◆ What the exercise asks:
Working from the records below, return word for word the line that contains "Objective — one point per instance of the penguin head" and each line after it, ending with the last. Skip all pictures.

◆ Data supplied:
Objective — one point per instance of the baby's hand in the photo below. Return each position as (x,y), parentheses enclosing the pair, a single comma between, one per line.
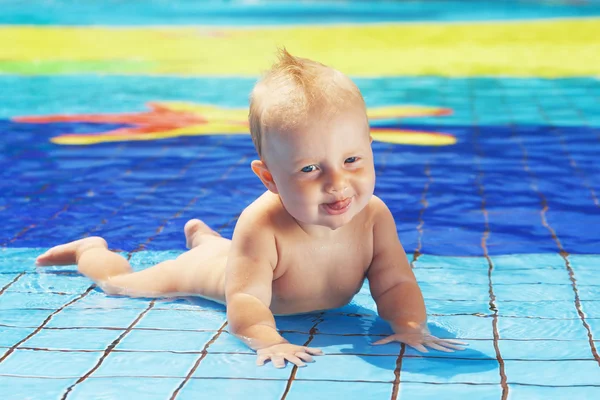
(420,342)
(286,351)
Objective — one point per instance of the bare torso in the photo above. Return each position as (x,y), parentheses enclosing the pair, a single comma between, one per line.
(310,273)
(320,273)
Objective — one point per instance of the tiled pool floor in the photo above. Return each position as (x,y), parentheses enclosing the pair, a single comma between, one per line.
(126,119)
(520,315)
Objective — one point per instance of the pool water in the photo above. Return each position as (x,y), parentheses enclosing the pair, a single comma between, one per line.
(125,120)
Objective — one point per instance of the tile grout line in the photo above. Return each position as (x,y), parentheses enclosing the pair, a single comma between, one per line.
(398,371)
(562,252)
(318,319)
(556,131)
(182,172)
(107,351)
(203,355)
(481,189)
(421,221)
(44,323)
(9,284)
(47,185)
(73,201)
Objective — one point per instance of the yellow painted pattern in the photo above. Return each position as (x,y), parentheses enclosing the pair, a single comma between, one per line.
(546,48)
(175,119)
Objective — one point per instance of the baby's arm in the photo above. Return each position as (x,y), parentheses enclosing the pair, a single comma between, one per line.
(248,290)
(394,287)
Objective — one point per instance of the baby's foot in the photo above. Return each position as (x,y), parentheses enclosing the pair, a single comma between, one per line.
(194,229)
(66,254)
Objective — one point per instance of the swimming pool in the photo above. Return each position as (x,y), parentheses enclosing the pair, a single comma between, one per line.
(126,121)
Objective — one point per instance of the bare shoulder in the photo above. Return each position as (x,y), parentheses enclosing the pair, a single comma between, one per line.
(254,233)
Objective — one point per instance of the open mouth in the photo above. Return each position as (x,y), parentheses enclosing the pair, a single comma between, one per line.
(338,207)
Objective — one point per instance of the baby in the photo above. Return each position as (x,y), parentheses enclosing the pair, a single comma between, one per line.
(307,243)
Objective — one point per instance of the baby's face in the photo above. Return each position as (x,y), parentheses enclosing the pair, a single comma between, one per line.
(324,171)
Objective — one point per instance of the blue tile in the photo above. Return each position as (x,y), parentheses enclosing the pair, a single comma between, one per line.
(476,264)
(48,280)
(336,344)
(594,325)
(182,319)
(232,389)
(73,339)
(54,364)
(524,328)
(97,299)
(543,309)
(409,390)
(7,278)
(239,366)
(10,336)
(589,292)
(125,387)
(546,275)
(590,308)
(165,340)
(449,370)
(461,327)
(18,388)
(524,392)
(580,262)
(10,300)
(553,372)
(94,318)
(339,390)
(536,292)
(154,364)
(228,343)
(355,368)
(445,291)
(364,325)
(475,349)
(545,350)
(475,276)
(448,307)
(525,261)
(24,317)
(298,323)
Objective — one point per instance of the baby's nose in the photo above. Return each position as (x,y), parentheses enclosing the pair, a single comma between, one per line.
(337,183)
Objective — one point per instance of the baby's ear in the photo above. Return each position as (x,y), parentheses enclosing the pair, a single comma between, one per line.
(261,170)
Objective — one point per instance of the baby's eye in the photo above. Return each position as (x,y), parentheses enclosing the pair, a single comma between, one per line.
(309,168)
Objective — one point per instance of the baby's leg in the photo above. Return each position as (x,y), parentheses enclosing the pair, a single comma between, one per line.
(109,270)
(200,271)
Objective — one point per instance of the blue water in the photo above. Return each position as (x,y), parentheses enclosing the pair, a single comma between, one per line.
(502,227)
(189,12)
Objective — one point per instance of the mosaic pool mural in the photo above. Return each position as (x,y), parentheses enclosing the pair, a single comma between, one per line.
(126,119)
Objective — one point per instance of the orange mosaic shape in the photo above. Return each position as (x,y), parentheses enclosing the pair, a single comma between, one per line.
(175,119)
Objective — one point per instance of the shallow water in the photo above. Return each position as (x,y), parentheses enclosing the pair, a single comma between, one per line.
(487,159)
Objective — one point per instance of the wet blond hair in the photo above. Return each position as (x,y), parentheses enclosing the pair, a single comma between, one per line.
(294,90)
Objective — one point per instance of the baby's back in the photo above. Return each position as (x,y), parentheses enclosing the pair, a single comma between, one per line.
(317,273)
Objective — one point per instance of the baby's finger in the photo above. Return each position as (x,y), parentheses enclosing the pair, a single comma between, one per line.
(419,347)
(295,360)
(384,341)
(304,357)
(313,351)
(260,360)
(278,361)
(449,345)
(436,346)
(454,341)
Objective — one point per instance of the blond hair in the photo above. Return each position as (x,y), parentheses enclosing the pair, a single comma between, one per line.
(293,90)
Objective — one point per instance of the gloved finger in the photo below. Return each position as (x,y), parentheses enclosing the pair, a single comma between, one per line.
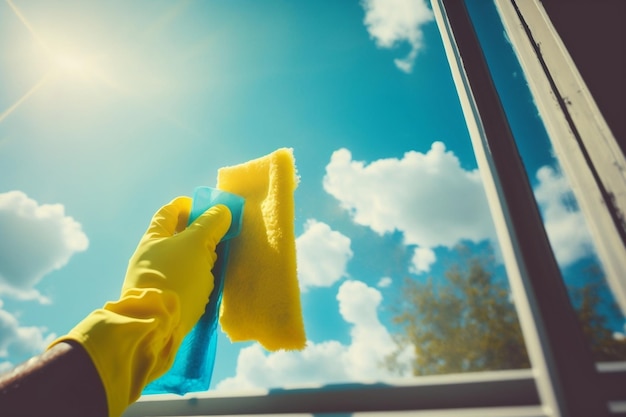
(212,225)
(167,220)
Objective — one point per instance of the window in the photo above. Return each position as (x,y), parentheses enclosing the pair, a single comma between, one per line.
(414,229)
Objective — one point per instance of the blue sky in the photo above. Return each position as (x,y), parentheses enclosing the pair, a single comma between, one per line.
(110,109)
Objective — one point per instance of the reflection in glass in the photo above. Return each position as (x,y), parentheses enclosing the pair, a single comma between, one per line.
(601,319)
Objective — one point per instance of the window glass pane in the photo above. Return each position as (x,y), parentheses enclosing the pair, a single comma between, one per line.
(601,319)
(110,109)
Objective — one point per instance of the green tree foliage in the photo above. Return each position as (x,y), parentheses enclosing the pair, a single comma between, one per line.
(594,314)
(466,321)
(462,322)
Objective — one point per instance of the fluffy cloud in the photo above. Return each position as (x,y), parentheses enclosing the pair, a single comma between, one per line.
(325,362)
(322,255)
(564,223)
(384,282)
(391,22)
(422,259)
(428,196)
(19,341)
(36,239)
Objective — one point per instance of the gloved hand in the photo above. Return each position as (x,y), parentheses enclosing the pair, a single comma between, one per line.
(134,340)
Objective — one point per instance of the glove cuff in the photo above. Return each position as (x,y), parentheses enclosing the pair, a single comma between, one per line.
(131,342)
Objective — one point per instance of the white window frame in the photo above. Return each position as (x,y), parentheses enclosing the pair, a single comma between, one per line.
(561,364)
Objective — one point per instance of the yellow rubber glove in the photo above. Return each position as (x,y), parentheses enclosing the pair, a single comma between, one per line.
(134,340)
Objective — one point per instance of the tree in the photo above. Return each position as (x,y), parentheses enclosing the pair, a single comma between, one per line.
(466,321)
(463,322)
(595,310)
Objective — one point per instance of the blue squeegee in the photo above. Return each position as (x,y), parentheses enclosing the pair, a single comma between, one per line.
(193,365)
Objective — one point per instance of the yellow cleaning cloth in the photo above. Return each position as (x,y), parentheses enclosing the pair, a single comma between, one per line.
(261,298)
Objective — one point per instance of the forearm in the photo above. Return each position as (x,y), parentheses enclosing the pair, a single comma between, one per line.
(61,381)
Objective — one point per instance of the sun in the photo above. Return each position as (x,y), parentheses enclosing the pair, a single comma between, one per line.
(73,65)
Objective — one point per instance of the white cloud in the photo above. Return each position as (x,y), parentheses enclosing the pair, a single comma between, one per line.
(384,282)
(391,22)
(20,341)
(423,258)
(328,361)
(36,239)
(565,224)
(322,255)
(428,197)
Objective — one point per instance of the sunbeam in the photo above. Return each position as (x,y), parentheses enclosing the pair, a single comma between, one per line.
(44,80)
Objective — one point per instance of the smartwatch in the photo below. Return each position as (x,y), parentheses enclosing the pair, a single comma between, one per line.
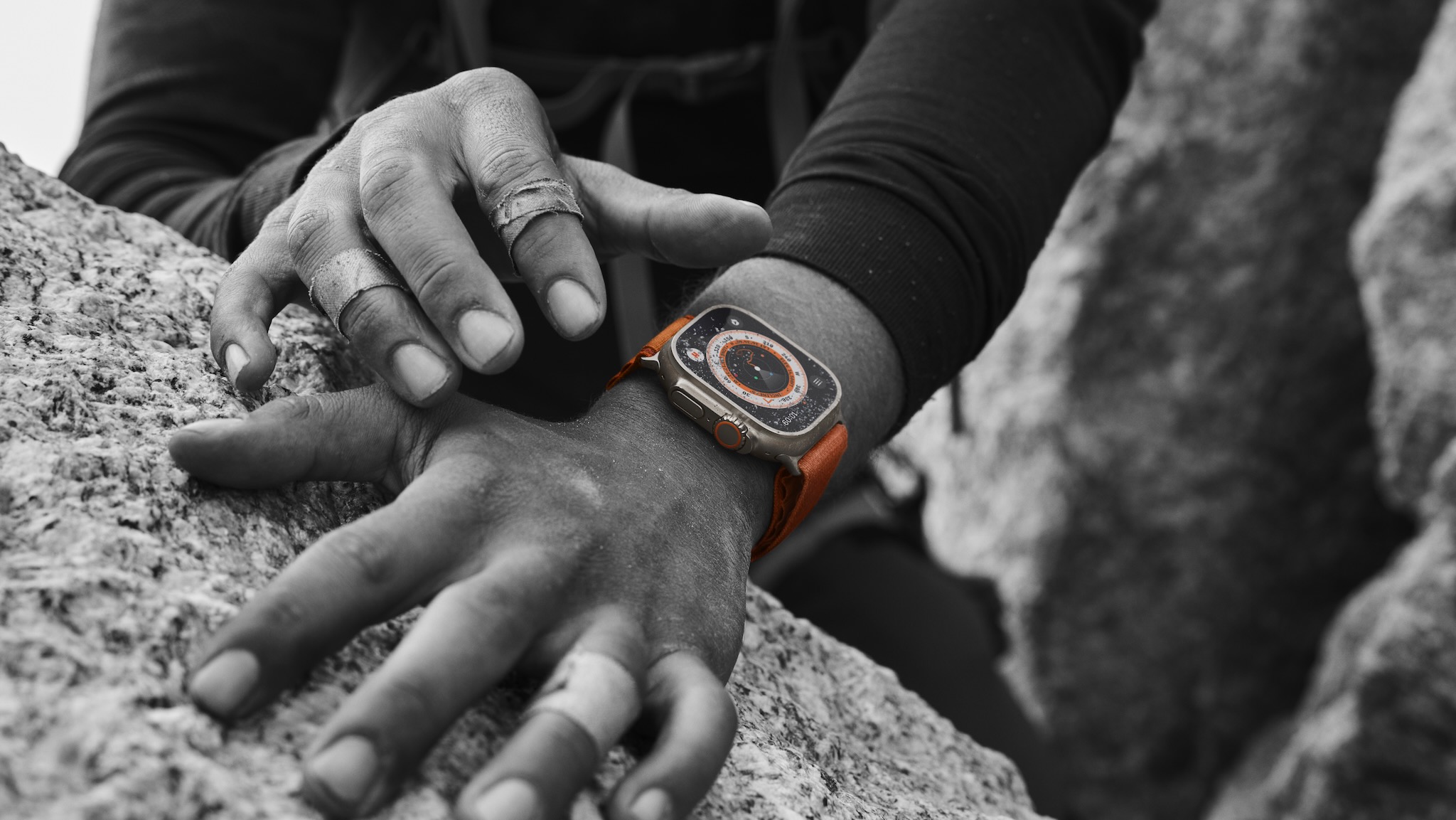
(756,393)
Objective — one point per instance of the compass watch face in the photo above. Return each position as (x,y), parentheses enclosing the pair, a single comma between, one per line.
(761,372)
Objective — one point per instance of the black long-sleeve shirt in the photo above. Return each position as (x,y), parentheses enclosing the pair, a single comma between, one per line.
(926,187)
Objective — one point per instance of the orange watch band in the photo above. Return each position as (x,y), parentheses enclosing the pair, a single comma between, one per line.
(794,496)
(650,348)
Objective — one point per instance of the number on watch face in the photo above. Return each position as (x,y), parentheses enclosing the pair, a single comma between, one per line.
(757,369)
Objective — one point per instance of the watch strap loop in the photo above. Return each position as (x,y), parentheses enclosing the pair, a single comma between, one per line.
(794,496)
(650,348)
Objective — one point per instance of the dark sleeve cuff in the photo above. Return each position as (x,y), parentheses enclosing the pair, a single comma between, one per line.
(899,264)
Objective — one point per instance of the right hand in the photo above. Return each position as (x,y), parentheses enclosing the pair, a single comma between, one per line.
(414,178)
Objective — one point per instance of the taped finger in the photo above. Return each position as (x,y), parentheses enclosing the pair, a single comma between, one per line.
(696,724)
(579,715)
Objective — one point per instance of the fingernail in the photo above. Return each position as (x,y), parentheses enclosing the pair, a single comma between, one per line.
(236,360)
(572,307)
(653,804)
(508,800)
(210,426)
(222,685)
(347,768)
(421,371)
(483,336)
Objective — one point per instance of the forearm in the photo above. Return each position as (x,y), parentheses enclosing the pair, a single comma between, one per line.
(933,176)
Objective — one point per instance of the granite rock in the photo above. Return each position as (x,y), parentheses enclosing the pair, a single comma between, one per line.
(1164,454)
(1375,738)
(1406,252)
(114,565)
(1376,735)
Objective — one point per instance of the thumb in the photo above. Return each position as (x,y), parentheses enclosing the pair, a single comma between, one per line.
(623,215)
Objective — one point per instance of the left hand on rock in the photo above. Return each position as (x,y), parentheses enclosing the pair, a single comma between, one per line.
(530,542)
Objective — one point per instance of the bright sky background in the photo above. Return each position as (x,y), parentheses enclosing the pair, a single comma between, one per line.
(43,76)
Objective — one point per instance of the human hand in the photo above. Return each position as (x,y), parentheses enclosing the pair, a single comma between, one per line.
(415,178)
(529,541)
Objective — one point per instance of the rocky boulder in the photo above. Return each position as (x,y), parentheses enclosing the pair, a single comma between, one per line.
(1165,458)
(114,564)
(1376,733)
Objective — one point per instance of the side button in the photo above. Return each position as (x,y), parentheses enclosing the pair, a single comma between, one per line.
(686,404)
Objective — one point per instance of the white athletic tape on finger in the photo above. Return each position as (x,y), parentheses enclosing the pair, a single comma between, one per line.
(593,691)
(343,279)
(520,206)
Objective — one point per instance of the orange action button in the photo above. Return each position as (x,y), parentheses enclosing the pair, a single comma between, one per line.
(729,435)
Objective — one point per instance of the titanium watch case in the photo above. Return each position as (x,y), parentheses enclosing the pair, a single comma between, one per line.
(711,407)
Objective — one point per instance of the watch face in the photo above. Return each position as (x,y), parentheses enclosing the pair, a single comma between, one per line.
(754,368)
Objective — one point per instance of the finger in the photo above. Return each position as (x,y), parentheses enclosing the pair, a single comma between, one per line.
(690,230)
(350,579)
(385,325)
(350,436)
(503,150)
(261,283)
(583,711)
(696,725)
(469,637)
(408,208)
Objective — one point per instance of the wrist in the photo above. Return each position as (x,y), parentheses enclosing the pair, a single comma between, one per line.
(695,467)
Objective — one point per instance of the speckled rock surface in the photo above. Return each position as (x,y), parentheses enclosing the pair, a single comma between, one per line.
(112,567)
(1165,458)
(1406,252)
(1376,735)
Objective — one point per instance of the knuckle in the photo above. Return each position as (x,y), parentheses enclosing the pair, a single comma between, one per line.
(279,219)
(386,179)
(308,225)
(284,614)
(370,315)
(366,558)
(297,410)
(411,700)
(537,240)
(514,161)
(434,275)
(503,606)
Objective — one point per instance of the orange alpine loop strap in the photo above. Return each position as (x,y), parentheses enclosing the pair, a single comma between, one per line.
(650,348)
(794,496)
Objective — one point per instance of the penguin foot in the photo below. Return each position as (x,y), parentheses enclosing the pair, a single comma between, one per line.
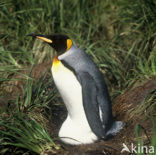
(116,127)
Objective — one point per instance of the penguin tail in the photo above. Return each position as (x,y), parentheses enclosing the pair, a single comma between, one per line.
(115,128)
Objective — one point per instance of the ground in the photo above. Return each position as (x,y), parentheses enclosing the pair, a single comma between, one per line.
(123,107)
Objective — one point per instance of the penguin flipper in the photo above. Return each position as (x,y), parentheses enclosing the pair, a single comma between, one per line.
(91,107)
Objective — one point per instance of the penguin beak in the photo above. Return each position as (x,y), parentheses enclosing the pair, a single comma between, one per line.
(42,37)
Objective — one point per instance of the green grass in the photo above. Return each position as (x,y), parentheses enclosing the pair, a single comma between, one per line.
(119,35)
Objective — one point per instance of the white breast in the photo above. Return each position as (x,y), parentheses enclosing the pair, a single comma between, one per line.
(75,128)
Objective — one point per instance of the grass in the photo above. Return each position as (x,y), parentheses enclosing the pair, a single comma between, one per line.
(119,35)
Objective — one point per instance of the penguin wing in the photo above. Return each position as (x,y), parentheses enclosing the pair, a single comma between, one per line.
(91,107)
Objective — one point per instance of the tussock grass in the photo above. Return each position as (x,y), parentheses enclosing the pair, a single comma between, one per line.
(119,35)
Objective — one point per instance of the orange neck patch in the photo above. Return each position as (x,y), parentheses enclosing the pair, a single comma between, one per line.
(56,61)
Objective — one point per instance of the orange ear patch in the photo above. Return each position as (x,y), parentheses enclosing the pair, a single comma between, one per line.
(45,39)
(56,63)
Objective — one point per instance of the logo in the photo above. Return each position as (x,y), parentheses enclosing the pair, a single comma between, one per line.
(138,149)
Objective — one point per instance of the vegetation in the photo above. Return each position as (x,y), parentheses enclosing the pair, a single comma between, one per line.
(119,35)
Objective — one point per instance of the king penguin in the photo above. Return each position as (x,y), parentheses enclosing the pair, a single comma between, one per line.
(84,92)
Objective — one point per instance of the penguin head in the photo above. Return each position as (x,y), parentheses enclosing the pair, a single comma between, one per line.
(61,43)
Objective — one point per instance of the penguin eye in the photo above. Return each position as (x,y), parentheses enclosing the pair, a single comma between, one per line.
(45,39)
(69,44)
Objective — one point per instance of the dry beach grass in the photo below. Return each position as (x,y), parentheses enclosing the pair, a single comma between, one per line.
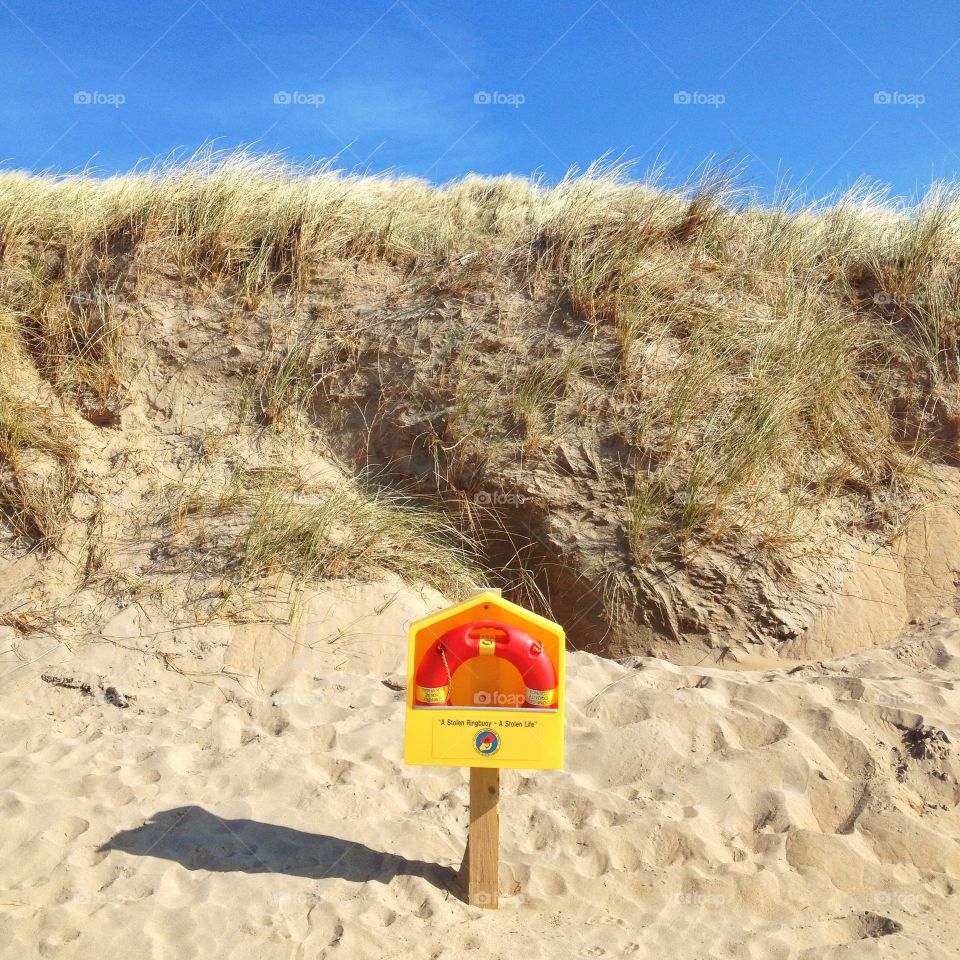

◆ Task response:
Objective — one point per instance of the penguin head in the photo above. Return each position as (x,y), parentheses enclosing the pair, a single comma between, one per line.
(61,43)
Objective — one point per instance of the penguin eye in the photo above. Return each position as (x,y), parentheses enclosing the pair, a single comma between, one per line.
(45,39)
(69,44)
Objective — one point per instance of the dry beach grass in the photo below. Return each position as (x,y), parentheses enclosing the pair, a single comma between, one per line.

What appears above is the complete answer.